Among the entries, find the lines with the string "granite" and report them.
*** Opening of INPUT DATA ***
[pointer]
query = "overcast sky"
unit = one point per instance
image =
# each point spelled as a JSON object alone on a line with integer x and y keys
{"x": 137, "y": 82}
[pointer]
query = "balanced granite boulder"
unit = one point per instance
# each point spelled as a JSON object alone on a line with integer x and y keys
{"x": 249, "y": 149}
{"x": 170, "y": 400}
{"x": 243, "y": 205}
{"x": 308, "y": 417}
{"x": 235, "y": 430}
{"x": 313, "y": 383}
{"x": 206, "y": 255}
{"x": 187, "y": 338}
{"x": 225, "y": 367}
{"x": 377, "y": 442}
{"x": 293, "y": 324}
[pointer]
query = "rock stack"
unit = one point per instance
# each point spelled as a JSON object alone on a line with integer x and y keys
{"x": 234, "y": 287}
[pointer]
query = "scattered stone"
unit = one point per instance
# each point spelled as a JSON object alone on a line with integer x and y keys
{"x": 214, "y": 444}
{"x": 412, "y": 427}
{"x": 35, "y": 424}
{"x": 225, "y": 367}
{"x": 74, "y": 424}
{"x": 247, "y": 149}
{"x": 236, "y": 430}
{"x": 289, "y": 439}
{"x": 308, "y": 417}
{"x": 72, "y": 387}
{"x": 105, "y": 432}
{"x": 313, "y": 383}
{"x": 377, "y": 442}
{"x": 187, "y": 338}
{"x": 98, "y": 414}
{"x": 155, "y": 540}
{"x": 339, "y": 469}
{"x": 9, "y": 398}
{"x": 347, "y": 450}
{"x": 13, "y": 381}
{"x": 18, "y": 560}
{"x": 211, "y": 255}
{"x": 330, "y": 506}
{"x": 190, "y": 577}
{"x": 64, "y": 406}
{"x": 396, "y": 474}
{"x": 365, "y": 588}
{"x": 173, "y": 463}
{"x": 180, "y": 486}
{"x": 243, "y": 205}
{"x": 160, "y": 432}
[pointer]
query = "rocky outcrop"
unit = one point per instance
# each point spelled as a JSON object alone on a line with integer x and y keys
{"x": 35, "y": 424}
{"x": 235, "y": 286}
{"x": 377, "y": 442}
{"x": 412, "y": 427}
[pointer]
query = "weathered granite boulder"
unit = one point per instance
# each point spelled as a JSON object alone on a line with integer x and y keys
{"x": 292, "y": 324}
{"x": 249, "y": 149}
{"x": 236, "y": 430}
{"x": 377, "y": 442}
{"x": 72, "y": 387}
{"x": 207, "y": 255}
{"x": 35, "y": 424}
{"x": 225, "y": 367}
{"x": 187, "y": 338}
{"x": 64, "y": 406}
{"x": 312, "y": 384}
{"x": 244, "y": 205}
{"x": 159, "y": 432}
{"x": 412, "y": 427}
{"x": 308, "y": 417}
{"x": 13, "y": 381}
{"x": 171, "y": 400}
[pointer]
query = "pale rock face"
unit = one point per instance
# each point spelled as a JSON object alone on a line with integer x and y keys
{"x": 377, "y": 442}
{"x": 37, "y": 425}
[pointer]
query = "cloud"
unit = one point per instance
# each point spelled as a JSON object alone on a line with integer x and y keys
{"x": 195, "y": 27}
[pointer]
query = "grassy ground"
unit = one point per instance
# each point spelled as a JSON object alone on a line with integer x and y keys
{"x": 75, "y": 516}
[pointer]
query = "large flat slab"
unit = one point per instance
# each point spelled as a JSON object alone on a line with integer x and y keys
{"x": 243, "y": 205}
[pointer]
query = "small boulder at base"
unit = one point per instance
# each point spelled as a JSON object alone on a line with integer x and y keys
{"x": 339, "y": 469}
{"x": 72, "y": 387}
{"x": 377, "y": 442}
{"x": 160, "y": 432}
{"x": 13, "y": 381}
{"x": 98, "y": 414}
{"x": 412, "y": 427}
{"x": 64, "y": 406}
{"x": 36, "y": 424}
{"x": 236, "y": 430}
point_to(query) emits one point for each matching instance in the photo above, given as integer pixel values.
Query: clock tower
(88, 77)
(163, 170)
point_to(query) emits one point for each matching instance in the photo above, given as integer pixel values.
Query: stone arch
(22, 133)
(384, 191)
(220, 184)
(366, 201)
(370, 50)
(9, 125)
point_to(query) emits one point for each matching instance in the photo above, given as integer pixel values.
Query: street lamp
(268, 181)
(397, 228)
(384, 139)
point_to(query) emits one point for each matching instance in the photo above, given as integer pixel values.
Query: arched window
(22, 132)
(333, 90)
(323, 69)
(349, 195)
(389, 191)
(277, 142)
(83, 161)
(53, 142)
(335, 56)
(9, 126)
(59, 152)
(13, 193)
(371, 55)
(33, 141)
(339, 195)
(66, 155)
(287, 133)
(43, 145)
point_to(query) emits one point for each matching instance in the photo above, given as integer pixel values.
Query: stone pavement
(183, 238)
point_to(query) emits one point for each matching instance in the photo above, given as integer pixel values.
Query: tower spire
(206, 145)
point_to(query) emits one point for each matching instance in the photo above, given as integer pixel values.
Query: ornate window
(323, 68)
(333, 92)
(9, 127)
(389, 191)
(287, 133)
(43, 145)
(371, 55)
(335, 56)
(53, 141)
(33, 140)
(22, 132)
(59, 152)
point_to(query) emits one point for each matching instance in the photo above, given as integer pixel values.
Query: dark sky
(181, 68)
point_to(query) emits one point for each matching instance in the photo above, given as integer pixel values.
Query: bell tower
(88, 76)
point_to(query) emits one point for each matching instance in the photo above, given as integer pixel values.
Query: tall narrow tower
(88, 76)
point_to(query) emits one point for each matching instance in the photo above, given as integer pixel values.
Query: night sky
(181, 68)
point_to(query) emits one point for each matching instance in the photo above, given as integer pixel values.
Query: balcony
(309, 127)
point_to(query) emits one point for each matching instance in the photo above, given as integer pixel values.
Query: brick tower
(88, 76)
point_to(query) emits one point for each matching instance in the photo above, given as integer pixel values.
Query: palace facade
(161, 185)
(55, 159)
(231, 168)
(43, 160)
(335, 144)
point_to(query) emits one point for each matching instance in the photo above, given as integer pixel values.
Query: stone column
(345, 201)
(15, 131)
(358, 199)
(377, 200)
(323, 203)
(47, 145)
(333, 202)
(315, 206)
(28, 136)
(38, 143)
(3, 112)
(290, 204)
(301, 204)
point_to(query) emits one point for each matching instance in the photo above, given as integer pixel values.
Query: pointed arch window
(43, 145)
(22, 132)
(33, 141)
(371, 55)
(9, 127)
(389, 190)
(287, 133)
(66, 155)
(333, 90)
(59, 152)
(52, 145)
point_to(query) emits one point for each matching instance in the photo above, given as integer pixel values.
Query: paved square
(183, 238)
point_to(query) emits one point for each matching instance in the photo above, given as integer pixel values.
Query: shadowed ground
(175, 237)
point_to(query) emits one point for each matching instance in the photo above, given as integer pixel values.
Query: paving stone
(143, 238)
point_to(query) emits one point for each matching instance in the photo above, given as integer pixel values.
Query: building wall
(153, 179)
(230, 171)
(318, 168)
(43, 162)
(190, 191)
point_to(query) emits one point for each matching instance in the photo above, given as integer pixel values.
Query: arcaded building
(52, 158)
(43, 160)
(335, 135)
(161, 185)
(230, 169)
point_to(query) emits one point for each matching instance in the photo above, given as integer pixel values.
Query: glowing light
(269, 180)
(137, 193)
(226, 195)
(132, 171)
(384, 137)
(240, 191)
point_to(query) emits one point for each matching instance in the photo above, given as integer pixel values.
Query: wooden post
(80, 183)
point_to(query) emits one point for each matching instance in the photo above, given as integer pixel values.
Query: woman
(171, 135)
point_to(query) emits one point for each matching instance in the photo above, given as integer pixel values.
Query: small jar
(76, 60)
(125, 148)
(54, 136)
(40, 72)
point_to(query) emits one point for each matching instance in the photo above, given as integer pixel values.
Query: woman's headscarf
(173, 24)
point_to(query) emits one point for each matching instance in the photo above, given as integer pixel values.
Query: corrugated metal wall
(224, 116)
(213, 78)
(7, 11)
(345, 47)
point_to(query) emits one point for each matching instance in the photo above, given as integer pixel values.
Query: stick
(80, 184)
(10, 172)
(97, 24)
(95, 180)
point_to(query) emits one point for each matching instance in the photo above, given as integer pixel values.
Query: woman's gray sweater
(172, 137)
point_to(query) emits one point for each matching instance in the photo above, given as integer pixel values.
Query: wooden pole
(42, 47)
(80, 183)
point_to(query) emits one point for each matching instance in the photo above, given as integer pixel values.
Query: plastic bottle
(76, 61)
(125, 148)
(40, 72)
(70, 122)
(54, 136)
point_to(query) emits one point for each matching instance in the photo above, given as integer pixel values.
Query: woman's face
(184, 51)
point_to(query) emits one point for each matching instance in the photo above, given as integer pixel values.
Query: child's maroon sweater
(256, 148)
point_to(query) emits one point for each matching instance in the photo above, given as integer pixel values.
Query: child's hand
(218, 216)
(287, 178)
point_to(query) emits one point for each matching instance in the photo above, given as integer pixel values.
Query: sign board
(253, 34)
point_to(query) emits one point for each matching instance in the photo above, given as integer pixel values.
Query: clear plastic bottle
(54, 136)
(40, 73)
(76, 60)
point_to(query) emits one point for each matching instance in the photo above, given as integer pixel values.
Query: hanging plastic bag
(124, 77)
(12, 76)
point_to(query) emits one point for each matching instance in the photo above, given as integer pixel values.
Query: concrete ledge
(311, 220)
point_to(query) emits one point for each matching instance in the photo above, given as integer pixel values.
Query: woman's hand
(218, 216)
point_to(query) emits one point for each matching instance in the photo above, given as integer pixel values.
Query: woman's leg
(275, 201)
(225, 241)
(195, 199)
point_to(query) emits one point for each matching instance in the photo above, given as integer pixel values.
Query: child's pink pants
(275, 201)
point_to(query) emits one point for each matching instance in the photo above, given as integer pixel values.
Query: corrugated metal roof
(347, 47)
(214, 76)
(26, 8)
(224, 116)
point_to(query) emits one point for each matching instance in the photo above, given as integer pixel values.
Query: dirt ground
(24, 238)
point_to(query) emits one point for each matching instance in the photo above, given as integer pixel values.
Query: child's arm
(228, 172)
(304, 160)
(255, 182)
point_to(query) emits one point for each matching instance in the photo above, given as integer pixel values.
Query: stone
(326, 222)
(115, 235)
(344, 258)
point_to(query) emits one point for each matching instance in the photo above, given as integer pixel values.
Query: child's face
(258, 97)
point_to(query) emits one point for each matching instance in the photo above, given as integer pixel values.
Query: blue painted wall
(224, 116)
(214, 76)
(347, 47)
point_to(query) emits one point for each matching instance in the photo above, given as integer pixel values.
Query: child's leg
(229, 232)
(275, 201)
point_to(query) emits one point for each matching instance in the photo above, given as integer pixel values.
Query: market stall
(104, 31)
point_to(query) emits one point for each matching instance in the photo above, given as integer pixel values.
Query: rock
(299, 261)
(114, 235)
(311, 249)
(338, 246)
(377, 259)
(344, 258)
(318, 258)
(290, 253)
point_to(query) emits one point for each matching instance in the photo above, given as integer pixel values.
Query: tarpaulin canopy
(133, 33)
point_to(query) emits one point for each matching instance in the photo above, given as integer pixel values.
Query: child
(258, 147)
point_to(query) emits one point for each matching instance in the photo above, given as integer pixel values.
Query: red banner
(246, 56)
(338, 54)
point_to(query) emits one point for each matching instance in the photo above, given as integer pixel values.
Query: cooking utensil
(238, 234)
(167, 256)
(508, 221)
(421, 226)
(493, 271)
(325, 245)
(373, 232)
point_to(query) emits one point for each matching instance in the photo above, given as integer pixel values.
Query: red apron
*** Close of INPUT DATA ***
*RESULT OF THE EXERCISE*
query = "balanced granite boulder"
query = "weathered granite boulder"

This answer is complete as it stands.